| Work task |
The lines to repeat are those below from the one containing "Target: leaning tower" down to the one containing "Target: distant building", both included; reproduce them exactly and nothing else.

+++ Dataset entries

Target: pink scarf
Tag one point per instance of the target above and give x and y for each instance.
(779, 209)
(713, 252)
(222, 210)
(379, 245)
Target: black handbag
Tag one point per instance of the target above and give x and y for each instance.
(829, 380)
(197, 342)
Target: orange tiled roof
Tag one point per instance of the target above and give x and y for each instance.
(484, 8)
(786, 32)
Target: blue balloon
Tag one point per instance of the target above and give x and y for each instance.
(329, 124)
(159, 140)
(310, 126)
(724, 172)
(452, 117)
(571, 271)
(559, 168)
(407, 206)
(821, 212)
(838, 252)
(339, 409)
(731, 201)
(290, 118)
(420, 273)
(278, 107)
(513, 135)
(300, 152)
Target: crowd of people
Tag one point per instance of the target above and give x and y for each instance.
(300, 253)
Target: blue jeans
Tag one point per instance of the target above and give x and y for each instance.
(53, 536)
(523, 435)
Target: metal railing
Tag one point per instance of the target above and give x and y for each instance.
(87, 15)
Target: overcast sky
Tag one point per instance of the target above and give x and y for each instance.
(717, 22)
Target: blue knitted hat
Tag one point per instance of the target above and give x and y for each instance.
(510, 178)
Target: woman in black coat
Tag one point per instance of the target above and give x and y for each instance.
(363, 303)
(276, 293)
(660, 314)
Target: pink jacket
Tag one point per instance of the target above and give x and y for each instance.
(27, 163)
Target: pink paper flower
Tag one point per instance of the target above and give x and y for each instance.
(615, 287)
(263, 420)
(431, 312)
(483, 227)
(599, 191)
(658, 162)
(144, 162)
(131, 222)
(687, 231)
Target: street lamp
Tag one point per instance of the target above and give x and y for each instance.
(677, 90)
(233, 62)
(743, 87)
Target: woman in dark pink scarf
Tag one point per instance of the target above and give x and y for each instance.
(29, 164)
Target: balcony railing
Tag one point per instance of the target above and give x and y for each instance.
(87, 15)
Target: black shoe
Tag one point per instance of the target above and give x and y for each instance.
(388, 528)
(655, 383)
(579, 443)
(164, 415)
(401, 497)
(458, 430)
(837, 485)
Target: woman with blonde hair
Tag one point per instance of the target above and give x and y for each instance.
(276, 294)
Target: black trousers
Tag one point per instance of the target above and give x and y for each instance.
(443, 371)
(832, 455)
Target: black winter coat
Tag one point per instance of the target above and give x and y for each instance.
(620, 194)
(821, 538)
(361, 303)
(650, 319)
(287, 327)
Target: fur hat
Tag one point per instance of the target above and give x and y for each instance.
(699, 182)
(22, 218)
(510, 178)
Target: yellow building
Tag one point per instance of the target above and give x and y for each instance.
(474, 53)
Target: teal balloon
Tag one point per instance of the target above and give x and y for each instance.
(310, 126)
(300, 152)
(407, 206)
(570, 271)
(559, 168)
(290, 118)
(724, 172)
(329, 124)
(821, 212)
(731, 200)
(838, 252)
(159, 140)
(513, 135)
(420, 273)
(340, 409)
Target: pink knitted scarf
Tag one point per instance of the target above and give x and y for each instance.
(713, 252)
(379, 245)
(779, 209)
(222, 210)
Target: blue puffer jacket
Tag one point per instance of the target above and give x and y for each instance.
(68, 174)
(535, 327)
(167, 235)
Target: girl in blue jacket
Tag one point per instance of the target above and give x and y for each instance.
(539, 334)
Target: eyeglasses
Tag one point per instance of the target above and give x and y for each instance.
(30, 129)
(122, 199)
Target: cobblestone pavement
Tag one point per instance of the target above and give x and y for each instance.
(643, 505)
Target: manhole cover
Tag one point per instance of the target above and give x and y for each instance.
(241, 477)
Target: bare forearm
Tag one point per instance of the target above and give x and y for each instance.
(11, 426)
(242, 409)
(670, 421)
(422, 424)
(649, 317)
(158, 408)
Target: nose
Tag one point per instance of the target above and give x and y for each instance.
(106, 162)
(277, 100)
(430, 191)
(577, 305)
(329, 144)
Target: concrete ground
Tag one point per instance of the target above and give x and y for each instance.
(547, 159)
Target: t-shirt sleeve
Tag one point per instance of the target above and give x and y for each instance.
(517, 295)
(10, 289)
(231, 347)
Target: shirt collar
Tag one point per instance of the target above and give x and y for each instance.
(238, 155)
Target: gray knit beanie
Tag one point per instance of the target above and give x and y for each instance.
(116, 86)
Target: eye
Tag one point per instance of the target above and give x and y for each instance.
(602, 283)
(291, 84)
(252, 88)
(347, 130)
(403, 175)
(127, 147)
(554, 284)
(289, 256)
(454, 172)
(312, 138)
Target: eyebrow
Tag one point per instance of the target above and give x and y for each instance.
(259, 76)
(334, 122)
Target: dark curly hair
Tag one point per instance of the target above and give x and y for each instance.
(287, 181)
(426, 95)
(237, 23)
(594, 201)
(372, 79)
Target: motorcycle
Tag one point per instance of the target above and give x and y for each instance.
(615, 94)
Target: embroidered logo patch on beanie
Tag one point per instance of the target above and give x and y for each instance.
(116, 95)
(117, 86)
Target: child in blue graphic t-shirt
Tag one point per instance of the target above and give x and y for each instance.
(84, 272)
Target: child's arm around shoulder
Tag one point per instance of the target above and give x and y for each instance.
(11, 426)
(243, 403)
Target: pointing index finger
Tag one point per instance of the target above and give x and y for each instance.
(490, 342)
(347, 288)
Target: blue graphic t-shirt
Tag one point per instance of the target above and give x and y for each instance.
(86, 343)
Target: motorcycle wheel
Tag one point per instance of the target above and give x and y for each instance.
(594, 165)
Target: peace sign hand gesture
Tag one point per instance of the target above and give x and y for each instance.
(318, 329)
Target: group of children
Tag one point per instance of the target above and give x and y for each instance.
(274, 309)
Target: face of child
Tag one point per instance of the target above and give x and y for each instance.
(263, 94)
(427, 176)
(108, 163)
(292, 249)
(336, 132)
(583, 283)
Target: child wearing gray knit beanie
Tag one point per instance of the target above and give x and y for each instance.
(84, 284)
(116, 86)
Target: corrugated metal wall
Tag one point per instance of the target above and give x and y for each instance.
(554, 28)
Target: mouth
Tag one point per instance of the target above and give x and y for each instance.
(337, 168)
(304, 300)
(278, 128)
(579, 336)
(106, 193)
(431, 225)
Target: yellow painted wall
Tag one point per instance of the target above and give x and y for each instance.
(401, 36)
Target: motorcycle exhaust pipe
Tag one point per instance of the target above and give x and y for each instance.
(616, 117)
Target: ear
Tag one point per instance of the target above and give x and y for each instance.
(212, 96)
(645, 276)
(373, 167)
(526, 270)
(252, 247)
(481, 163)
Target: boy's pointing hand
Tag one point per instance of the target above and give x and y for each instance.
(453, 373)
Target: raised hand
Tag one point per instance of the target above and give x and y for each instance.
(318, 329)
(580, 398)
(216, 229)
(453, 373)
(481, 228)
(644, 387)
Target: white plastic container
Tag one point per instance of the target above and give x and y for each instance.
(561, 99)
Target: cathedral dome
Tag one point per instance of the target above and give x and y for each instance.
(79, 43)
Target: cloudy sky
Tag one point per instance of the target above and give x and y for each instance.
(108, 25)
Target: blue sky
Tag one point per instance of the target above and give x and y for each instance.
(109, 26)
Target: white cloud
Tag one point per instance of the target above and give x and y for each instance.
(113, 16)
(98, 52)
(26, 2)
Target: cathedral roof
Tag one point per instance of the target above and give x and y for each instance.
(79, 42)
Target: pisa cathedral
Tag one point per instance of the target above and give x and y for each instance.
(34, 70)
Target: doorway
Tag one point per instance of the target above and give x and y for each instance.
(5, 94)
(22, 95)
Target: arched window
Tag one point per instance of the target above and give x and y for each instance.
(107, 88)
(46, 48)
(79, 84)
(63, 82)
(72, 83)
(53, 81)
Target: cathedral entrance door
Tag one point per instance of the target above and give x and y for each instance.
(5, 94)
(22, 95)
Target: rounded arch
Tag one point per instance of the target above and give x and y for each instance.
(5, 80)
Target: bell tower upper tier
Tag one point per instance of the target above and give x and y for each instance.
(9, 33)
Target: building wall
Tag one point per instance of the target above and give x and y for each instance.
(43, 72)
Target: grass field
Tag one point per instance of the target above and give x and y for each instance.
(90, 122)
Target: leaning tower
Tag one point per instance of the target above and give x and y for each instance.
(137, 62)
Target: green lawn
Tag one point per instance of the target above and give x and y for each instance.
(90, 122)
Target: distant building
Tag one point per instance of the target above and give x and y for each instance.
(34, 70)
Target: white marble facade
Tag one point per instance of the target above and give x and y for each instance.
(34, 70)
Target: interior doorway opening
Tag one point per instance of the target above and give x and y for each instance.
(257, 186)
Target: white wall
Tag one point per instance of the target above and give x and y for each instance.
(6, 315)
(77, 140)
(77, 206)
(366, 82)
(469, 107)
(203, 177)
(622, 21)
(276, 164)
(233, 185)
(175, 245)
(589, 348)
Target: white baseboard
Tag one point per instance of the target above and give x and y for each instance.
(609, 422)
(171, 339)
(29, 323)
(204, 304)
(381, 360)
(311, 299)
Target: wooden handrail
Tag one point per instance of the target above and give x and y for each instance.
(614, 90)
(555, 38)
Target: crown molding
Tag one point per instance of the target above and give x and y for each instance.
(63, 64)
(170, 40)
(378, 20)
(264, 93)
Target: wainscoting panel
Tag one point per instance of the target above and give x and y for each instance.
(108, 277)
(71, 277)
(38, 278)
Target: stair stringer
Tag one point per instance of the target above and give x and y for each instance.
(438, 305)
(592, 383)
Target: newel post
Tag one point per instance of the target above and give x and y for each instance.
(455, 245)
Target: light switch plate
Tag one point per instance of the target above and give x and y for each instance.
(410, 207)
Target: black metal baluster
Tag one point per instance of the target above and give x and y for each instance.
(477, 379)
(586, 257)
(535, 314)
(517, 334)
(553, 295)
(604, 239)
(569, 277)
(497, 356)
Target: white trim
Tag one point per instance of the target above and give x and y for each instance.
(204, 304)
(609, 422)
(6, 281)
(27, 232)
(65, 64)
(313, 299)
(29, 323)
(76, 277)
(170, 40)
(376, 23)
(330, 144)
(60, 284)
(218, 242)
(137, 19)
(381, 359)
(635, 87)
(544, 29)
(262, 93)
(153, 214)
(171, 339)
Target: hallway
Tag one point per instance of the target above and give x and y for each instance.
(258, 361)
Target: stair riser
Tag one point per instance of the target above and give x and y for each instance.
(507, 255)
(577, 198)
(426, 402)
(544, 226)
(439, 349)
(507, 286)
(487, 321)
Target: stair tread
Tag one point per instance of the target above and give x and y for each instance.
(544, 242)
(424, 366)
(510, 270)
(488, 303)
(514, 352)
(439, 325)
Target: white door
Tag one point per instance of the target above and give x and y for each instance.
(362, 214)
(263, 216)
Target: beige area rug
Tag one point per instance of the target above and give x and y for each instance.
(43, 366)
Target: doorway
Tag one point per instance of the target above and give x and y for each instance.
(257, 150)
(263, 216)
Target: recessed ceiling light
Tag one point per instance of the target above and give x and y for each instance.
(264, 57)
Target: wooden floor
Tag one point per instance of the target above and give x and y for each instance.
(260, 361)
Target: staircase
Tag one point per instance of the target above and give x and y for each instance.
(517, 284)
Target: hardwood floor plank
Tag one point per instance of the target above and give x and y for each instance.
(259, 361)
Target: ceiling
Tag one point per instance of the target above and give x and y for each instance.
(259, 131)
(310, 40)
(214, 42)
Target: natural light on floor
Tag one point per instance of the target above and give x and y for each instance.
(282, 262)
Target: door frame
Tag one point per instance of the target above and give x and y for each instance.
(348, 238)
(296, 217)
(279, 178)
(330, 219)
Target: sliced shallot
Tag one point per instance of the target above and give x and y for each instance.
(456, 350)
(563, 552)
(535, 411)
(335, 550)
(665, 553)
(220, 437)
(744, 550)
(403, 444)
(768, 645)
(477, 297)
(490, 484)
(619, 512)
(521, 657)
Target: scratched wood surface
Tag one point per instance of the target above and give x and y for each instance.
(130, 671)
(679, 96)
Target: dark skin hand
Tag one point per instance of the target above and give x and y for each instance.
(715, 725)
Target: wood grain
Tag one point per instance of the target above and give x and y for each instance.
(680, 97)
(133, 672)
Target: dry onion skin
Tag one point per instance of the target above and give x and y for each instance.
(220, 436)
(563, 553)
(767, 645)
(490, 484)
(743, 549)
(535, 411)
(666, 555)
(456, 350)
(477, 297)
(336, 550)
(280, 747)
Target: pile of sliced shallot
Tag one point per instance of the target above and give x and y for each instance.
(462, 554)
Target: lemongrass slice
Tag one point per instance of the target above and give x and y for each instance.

++++++

| Completed task |
Target: leaning tower
Tag one point per instance of the target above and give x and y for each instance.
(137, 62)
Target: green lawn
Tag one point per instance of the target above and give x and y for each instance.
(90, 122)
Target: distant building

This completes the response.